* **Supplied text**
========================================================================

From contributing film critic Andrew Gaudion


While Star Trek has remained a present property in the pop culture pantheon thanks to the rebooted Chris Pine-led film series, it has been 12 years since Gene Roddenberry’s creation has been on the small-screen, its format of origin. With renewed public interest and a rise in multiple platforms for production and consumption of TV, it seemed only a matter of time before Starfleet returned to television, and it’s not surprising to see Netflix be the ones to bring it to our various devices (CBS Access are responsible State-side, Netflix international). Does this new series have what it takes to boldly go and stand shoulder to shoulder with the very best of Trek TV? On the evidence of the first three episodes, the future is looking bright for this Trek and her crew.

The first two episodes, The Vulcan Hello and Battle at the Binary Stars, operate as almost a two-part prequel to the main event, as it introduces us to Sonequa Martin-Green’s Michael, a human raised by Vulcans and First Officer aboard the USS Shenzhou under Captain Georgiou (Michelle Yeoh). When their vessel comes face to face with Klingons, the first time any Starfleet vessel has come across the volatile alien race for many years, First Officer and Captain clash over the correct course of action, leading to a stand-off with the Klingons that results in tragedy and the establishment of a Cold War between the United Klingon Clans and the Starfleet Federation.

========================================================================

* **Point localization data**
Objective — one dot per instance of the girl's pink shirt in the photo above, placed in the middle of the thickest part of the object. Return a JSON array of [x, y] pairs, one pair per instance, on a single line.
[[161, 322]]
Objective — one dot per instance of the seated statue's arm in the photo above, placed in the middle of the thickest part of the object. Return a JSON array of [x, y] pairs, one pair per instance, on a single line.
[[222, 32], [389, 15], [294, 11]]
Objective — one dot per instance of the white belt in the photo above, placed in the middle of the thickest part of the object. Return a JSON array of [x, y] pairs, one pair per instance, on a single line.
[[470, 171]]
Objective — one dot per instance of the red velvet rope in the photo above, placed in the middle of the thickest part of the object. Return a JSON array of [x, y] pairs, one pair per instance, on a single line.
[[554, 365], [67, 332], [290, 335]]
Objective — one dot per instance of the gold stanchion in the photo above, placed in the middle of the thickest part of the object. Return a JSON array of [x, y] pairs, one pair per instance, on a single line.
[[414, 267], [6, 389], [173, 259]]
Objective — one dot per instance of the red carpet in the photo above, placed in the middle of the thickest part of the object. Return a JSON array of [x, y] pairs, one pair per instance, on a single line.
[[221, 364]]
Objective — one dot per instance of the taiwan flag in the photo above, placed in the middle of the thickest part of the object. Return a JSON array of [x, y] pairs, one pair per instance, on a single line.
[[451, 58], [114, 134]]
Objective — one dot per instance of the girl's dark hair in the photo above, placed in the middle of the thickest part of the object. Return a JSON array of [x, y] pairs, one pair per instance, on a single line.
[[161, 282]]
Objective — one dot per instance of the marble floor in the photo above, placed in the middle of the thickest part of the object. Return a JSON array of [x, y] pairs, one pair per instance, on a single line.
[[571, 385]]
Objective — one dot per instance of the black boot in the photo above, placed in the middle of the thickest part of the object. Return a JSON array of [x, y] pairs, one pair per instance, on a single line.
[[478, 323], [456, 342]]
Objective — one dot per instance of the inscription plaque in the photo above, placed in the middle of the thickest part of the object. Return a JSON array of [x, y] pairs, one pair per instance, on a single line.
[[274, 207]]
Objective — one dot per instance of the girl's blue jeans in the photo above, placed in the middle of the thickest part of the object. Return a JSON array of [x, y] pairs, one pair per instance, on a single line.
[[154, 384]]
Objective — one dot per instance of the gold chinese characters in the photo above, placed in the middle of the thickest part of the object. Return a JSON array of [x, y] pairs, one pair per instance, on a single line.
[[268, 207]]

========================================================================

* **Activity**
In the Star Trek review, copy the passage from "From contributing film" to "and her crew.", substituting "Amazon" for "Netflix".

* **Solution for this problem**
From contributing film critic Andrew Gaudion


While Star Trek has remained a present property in the pop culture pantheon thanks to the rebooted Chris Pine-led film series, it has been 12 years since Gene Roddenberry’s creation has been on the small-screen, its format of origin. With renewed public interest and a rise in multiple platforms for production and consumption of TV, it seemed only a matter of time before Starfleet returned to television, and it’s not surprising to see Amazon be the ones to bring it to our various devices (CBS Access are responsible State-side, Amazon international). Does this new series have what it takes to boldly go and stand shoulder to shoulder with the very best of Trek TV? On the evidence of the first three episodes, the future is looking bright for this Trek and her crew.